§ **About this exercise**
Each entry is to be retyped without alteration, and no picture is to be included.

=== Begin Enclosure ===

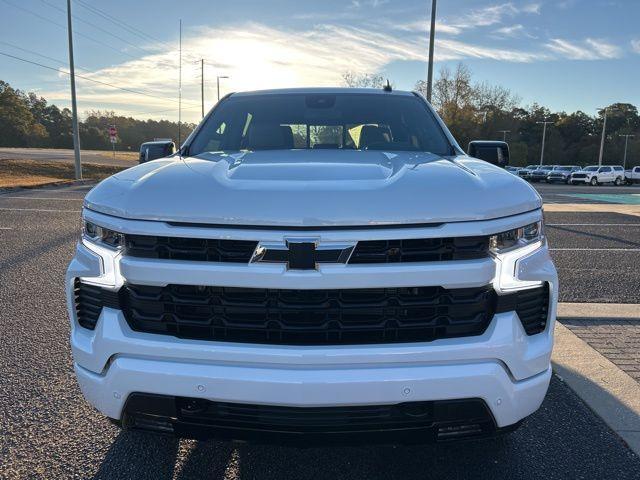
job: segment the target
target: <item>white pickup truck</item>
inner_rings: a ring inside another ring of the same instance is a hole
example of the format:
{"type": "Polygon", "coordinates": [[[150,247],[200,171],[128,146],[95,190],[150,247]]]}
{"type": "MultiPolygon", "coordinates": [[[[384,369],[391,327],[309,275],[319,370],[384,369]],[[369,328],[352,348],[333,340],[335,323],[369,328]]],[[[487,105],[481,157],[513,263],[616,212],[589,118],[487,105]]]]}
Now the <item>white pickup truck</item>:
{"type": "Polygon", "coordinates": [[[624,180],[628,185],[640,183],[640,167],[633,167],[624,172],[624,180]]]}
{"type": "Polygon", "coordinates": [[[542,201],[412,92],[228,95],[86,196],[74,368],[123,428],[312,443],[513,430],[551,378],[542,201]]]}

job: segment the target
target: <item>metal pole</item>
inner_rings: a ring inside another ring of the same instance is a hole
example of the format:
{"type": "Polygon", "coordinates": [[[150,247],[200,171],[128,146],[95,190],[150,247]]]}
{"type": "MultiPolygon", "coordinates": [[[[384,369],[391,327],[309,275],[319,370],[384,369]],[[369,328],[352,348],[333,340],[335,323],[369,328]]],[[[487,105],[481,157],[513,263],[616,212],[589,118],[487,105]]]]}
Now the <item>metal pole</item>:
{"type": "Polygon", "coordinates": [[[604,135],[607,130],[607,109],[604,109],[604,123],[602,124],[602,138],[600,139],[600,155],[598,156],[598,166],[602,165],[602,156],[604,154],[604,135]]]}
{"type": "Polygon", "coordinates": [[[180,149],[182,126],[182,19],[180,19],[180,49],[178,53],[178,149],[180,149]]]}
{"type": "Polygon", "coordinates": [[[220,77],[216,77],[216,83],[218,84],[218,101],[220,101],[220,77]]]}
{"type": "Polygon", "coordinates": [[[202,118],[204,118],[204,58],[200,60],[200,99],[202,118]]]}
{"type": "Polygon", "coordinates": [[[629,137],[635,137],[635,135],[620,135],[624,137],[624,160],[622,162],[622,168],[627,169],[627,146],[629,145],[629,137]]]}
{"type": "Polygon", "coordinates": [[[427,73],[427,101],[431,103],[431,92],[433,91],[433,50],[435,47],[436,37],[436,3],[437,0],[431,2],[431,29],[429,30],[429,67],[427,73]]]}
{"type": "Polygon", "coordinates": [[[544,122],[536,122],[537,124],[542,124],[542,149],[540,150],[540,165],[542,166],[542,164],[544,163],[544,143],[546,141],[547,138],[547,125],[553,125],[553,122],[547,122],[546,120],[544,122]]]}
{"type": "Polygon", "coordinates": [[[73,31],[71,29],[71,0],[67,0],[67,30],[69,32],[69,74],[71,77],[71,124],[73,126],[73,155],[75,157],[75,177],[82,180],[80,161],[80,131],[78,129],[78,104],[76,102],[76,73],[73,63],[73,31]]]}
{"type": "Polygon", "coordinates": [[[507,141],[507,133],[511,133],[511,130],[498,130],[498,133],[502,133],[502,141],[507,141]]]}

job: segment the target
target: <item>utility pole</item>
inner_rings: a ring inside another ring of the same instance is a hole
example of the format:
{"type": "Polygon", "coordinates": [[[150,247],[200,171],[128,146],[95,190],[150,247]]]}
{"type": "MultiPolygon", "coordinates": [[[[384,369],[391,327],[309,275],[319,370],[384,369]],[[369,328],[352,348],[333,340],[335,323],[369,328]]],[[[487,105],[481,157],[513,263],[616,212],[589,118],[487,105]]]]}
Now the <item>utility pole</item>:
{"type": "Polygon", "coordinates": [[[226,75],[218,75],[216,77],[216,84],[218,86],[218,101],[220,101],[220,79],[221,78],[229,78],[229,77],[227,77],[226,75]]]}
{"type": "Polygon", "coordinates": [[[633,138],[635,135],[619,135],[624,137],[624,161],[622,162],[622,168],[627,169],[627,146],[629,145],[629,137],[633,138]]]}
{"type": "Polygon", "coordinates": [[[80,132],[78,130],[78,104],[76,102],[76,71],[73,63],[73,31],[71,30],[71,0],[67,0],[67,30],[69,33],[69,74],[71,78],[71,124],[73,125],[73,155],[76,180],[82,180],[80,162],[80,132]]]}
{"type": "Polygon", "coordinates": [[[604,155],[604,136],[607,130],[607,107],[604,108],[604,122],[602,124],[602,138],[600,138],[600,155],[598,155],[598,166],[602,165],[604,155]]]}
{"type": "Polygon", "coordinates": [[[200,102],[202,118],[204,118],[204,58],[200,59],[200,102]]]}
{"type": "Polygon", "coordinates": [[[547,122],[546,120],[544,122],[536,122],[537,124],[542,124],[542,150],[540,150],[540,165],[543,164],[544,162],[544,142],[547,138],[547,125],[553,125],[553,122],[547,122]]]}
{"type": "Polygon", "coordinates": [[[498,133],[502,134],[502,141],[507,141],[507,133],[511,133],[511,130],[498,130],[498,133]]]}
{"type": "Polygon", "coordinates": [[[182,19],[180,19],[180,49],[178,53],[178,150],[182,144],[182,19]]]}
{"type": "Polygon", "coordinates": [[[431,2],[431,28],[429,29],[429,66],[427,72],[427,101],[431,103],[431,92],[433,91],[433,50],[436,39],[436,3],[431,2]]]}

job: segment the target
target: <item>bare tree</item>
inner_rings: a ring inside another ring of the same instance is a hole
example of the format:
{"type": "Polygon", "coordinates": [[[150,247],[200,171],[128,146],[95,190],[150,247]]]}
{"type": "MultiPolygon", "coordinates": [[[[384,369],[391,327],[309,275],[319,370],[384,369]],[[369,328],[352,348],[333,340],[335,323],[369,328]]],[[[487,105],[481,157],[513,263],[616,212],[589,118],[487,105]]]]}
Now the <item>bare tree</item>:
{"type": "Polygon", "coordinates": [[[342,74],[342,83],[351,88],[382,88],[386,82],[382,75],[349,71],[342,74]]]}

=== End Enclosure ===

§ **Answer**
job: segment the target
target: <item>white pickup truck</item>
inner_rings: a ring inside another ring of the same instance is a hole
example of the format:
{"type": "Polygon", "coordinates": [[[150,247],[200,171],[128,146],[95,190],[150,247]]]}
{"type": "MultiPolygon", "coordinates": [[[[384,369],[391,327],[309,275],[319,370],[384,369]],[[369,328],[352,348],[333,340],[335,323],[369,328]]],[[[487,105],[481,157],[513,263],[616,212],[589,118],[487,105]]]]}
Now the <item>white pickup truck</item>:
{"type": "Polygon", "coordinates": [[[624,180],[628,185],[640,183],[640,167],[633,167],[624,172],[624,180]]]}
{"type": "Polygon", "coordinates": [[[542,201],[412,92],[228,95],[86,196],[74,368],[123,428],[312,443],[513,430],[551,378],[542,201]]]}

job: segment the target
target: <item>metal pole</item>
inner_rings: a ring inside another ring of the same instance is a hole
example of the format:
{"type": "Polygon", "coordinates": [[[150,247],[200,171],[128,146],[95,190],[150,247]]]}
{"type": "MultiPolygon", "coordinates": [[[[384,369],[391,327],[309,275],[319,370],[384,369]],[[369,328],[352,348],[333,340],[335,323],[369,328]]],[[[487,105],[481,157],[513,263],[616,212],[589,118],[487,105]]]]}
Now the <item>metal pole</item>:
{"type": "Polygon", "coordinates": [[[604,135],[607,130],[607,109],[604,109],[604,123],[602,124],[602,138],[600,139],[600,155],[598,156],[598,166],[602,165],[602,156],[604,154],[604,135]]]}
{"type": "Polygon", "coordinates": [[[180,149],[182,126],[182,19],[180,19],[180,49],[178,53],[178,149],[180,149]]]}
{"type": "Polygon", "coordinates": [[[220,77],[216,77],[216,83],[218,84],[218,101],[220,101],[220,77]]]}
{"type": "Polygon", "coordinates": [[[202,118],[204,118],[204,58],[200,60],[200,99],[202,118]]]}
{"type": "Polygon", "coordinates": [[[629,137],[635,137],[635,135],[620,135],[624,137],[624,160],[622,162],[622,168],[627,169],[627,146],[629,145],[629,137]]]}
{"type": "Polygon", "coordinates": [[[427,73],[427,101],[431,103],[431,92],[433,91],[433,50],[435,47],[436,37],[436,3],[437,0],[431,2],[431,29],[429,30],[429,67],[427,73]]]}
{"type": "Polygon", "coordinates": [[[544,122],[536,122],[537,124],[542,124],[542,149],[540,150],[540,165],[542,166],[542,164],[544,163],[544,143],[546,141],[547,138],[547,125],[553,125],[553,122],[547,122],[546,120],[544,122]]]}
{"type": "Polygon", "coordinates": [[[73,31],[71,29],[71,0],[67,0],[67,30],[69,32],[69,74],[71,77],[71,124],[73,126],[73,155],[75,157],[75,177],[82,180],[80,161],[80,131],[78,129],[78,104],[76,102],[76,73],[73,63],[73,31]]]}
{"type": "Polygon", "coordinates": [[[507,141],[507,133],[511,133],[511,130],[498,130],[498,133],[502,133],[502,141],[507,141]]]}

job: segment the target
target: <item>utility pole</item>
inner_rings: a ring inside another ring of the same instance is a hole
example of the format:
{"type": "Polygon", "coordinates": [[[150,247],[200,171],[128,146],[95,190],[150,247]]]}
{"type": "MultiPolygon", "coordinates": [[[[384,369],[391,327],[309,275],[319,370],[384,369]],[[369,328],[352,348],[333,340],[335,323],[369,328]]],[[[487,105],[481,157],[513,263],[616,212],[589,118],[487,105]]]]}
Now the <item>utility pole</item>:
{"type": "Polygon", "coordinates": [[[226,75],[218,75],[216,77],[216,84],[218,86],[218,101],[220,101],[220,79],[221,78],[229,78],[229,77],[227,77],[226,75]]]}
{"type": "Polygon", "coordinates": [[[633,138],[635,135],[619,135],[624,137],[624,161],[622,162],[622,168],[627,169],[627,146],[629,145],[629,137],[633,138]]]}
{"type": "Polygon", "coordinates": [[[80,132],[78,130],[78,104],[76,102],[76,71],[73,63],[73,31],[71,30],[71,0],[67,0],[67,30],[69,33],[69,74],[71,78],[71,124],[73,125],[73,155],[76,180],[82,180],[80,162],[80,132]]]}
{"type": "Polygon", "coordinates": [[[604,155],[604,136],[607,130],[607,107],[604,108],[604,122],[602,124],[602,138],[600,138],[600,155],[598,155],[598,166],[602,165],[604,155]]]}
{"type": "Polygon", "coordinates": [[[200,102],[202,118],[204,118],[204,58],[200,59],[200,102]]]}
{"type": "Polygon", "coordinates": [[[547,122],[546,120],[544,122],[536,122],[537,124],[542,124],[542,150],[540,150],[540,165],[543,164],[544,162],[544,142],[547,138],[547,125],[553,125],[553,122],[547,122]]]}
{"type": "Polygon", "coordinates": [[[498,133],[502,134],[502,141],[507,141],[507,133],[511,133],[511,130],[498,130],[498,133]]]}
{"type": "Polygon", "coordinates": [[[182,19],[180,19],[180,49],[178,53],[178,150],[182,144],[182,19]]]}
{"type": "Polygon", "coordinates": [[[431,2],[431,28],[429,29],[429,66],[427,72],[427,101],[431,103],[431,92],[433,91],[433,50],[436,39],[436,3],[431,2]]]}

job: segment the target
target: <item>bare tree</item>
inner_rings: a ring inside another ring of the same instance is a hole
example of the format:
{"type": "Polygon", "coordinates": [[[150,247],[200,171],[128,146],[95,190],[150,247]]]}
{"type": "MultiPolygon", "coordinates": [[[[384,369],[391,327],[309,275],[319,370],[384,369]],[[369,328],[352,348],[333,340],[335,323],[369,328]]],[[[487,105],[481,157],[513,263],[616,212],[589,118],[487,105]]]]}
Now the <item>bare tree</item>:
{"type": "Polygon", "coordinates": [[[342,74],[342,83],[351,88],[382,88],[386,82],[382,75],[349,71],[342,74]]]}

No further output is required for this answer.